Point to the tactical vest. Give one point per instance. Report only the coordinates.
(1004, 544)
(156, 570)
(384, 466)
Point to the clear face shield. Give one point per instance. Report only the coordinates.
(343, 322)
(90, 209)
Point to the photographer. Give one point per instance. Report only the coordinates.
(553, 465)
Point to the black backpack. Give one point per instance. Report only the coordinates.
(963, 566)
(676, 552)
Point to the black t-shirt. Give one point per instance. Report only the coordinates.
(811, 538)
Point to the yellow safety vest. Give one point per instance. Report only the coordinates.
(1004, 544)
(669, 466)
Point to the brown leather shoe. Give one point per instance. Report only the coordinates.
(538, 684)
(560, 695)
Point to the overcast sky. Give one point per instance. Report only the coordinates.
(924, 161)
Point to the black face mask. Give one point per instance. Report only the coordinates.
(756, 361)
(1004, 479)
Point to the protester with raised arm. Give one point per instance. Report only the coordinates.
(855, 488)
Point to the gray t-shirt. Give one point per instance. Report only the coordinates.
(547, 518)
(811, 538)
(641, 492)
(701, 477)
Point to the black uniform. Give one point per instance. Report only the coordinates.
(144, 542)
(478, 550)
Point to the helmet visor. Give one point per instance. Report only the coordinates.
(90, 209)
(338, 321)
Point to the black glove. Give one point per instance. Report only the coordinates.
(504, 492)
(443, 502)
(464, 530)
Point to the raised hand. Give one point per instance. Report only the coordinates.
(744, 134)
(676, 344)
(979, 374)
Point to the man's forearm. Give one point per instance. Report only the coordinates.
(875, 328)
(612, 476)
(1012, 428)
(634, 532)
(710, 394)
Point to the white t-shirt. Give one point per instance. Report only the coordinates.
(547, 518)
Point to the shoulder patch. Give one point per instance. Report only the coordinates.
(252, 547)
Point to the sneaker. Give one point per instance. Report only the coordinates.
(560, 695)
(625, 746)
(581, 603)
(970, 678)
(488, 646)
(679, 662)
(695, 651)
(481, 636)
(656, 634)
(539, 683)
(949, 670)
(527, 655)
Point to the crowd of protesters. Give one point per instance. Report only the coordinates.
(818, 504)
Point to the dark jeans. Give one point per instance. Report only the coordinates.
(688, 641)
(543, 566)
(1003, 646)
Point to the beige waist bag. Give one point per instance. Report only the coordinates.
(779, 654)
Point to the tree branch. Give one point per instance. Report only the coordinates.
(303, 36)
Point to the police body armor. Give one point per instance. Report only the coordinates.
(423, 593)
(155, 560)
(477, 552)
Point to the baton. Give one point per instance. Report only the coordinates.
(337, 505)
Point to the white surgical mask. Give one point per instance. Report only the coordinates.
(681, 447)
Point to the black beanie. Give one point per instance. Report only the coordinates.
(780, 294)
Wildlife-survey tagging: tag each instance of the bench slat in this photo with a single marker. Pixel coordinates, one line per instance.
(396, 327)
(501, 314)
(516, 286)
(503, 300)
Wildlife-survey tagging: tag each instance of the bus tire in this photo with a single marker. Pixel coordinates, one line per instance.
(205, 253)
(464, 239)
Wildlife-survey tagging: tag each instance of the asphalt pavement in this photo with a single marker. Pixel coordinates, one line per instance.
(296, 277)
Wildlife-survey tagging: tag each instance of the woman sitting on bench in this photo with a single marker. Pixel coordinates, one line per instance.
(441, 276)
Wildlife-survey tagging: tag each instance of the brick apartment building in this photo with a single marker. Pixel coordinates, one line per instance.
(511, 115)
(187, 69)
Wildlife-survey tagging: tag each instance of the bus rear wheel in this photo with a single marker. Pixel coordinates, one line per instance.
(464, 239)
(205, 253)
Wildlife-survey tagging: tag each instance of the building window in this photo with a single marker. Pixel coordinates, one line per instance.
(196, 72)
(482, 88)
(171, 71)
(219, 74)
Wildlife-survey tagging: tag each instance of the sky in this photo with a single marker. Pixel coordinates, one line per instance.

-----

TRY IT —
Write the data out once more. Keep every word the same.

RESPONSE BELOW —
Point to the tactical vest. Give one point per instance. Report only the coordinates.
(1004, 544)
(156, 570)
(384, 466)
Point to the clear face shield. Give one point per instance. Report only the coordinates.
(343, 322)
(90, 209)
Point to the photographer. Give one point per instance. Report only the coordinates.
(553, 465)
Point to the black backpack. Give one point per instance. Report only the coordinates.
(963, 566)
(676, 552)
Point to the black t-shirt. Give one point per instance. Report only the coordinates.
(811, 538)
Point to the yellow safety vest. Give one point per instance. Report only the coordinates.
(1004, 544)
(669, 466)
Point to the brown leather shoe. Give one point per instance. Report only the coordinates.
(538, 684)
(560, 695)
Point to the overcast sky. Give one point per instance. Report only the coordinates.
(924, 161)
Point to the black face mask. Give one point per instance. Report only the coordinates.
(756, 361)
(1004, 479)
Point to the protester with raised arm. Give one point per instance. Report only the coordinates.
(855, 488)
Point to the gray t-shirt. Give one point per instance. Report only the coordinates.
(547, 518)
(811, 538)
(641, 492)
(701, 477)
Point to the black uniform. Give one point per instance. Report only the coordinates.
(144, 542)
(478, 550)
Point to the helmet visor. Give one point per instance. Report only the coordinates.
(90, 209)
(338, 321)
Point to the black glove. Give one point per instance. Report only the coordinates.
(504, 492)
(443, 502)
(464, 530)
Point to the raised hand. Give one point per instance. Report only the coordinates.
(744, 134)
(676, 344)
(979, 374)
Point to the man's forearm. Give one point per instance. Report only the coordinates.
(875, 328)
(612, 476)
(1012, 428)
(634, 532)
(710, 394)
Point to the white t-shirt. Give one point per instance. Report only the coordinates.
(547, 518)
Point to the shoulder patch. Give one point per instance. Report only the coordinates.
(252, 547)
Point to the sneaker. Give one point per instance. Report only the coordinates.
(560, 695)
(625, 746)
(581, 603)
(970, 678)
(488, 646)
(679, 662)
(695, 651)
(481, 636)
(656, 634)
(539, 683)
(949, 670)
(527, 655)
Point to the crowd of protesters. Give one point per instance. Report only the coordinates.
(818, 504)
Point to the dark jeans. Give one point per instance. Report only the coordinates.
(688, 641)
(543, 566)
(1003, 646)
Point to the beige waist bag. Give one point per instance. Report only the coordinates.
(779, 654)
Point to the tree branch. Give one point per instance. Report only the coordinates.
(303, 36)
Point to the police body armor. Give one point per instance. Report only the coordinates.
(423, 593)
(155, 560)
(477, 552)
Point to the baton. Give one point per instance. Report only the coordinates.
(337, 505)
Point to the white surgical mask. Give one point per instance. Report only the coordinates.
(681, 447)
Point to the black beanie. Give one point per instance. Report only the coordinates.
(780, 294)
Wildlife-survey tagging: tag each instance of the bench slat in this photo with a single marker. Pixel coordinates, one line per instance.
(396, 327)
(501, 314)
(516, 286)
(503, 300)
Wildlife-survey tagging: tag each instance of the bus tire in this photo with a single marker. Pixel coordinates, one line per instance.
(205, 253)
(464, 239)
Wildlife-survey tagging: tag each instance of the asphalt pavement in this photo with a single marker. Pixel coordinates, one line per instance.
(296, 277)
Wildlife-survey tagging: tag each instance of the woman sitting on bench in this photo with a single marker. Pixel coordinates, one line per instance.
(441, 276)
Wildlife-survey tagging: tag each instance of the brick apartment building in this photo with a single marker. Pixel coordinates, one line per instance.
(511, 115)
(187, 69)
Wildlife-survey tagging: tag each instance of the bus rear wheel in this photo with a single marker. Pixel coordinates, one line per instance.
(464, 239)
(205, 253)
Wildlife-survey tagging: tag each instance of the building window in this photo with a single marker. Pixel coordinates, one line per instance.
(196, 72)
(482, 88)
(171, 71)
(219, 74)
Wildlife-survey tagging: tag each instance of the sky in this photo with a single marker. Pixel coordinates, one line per instance.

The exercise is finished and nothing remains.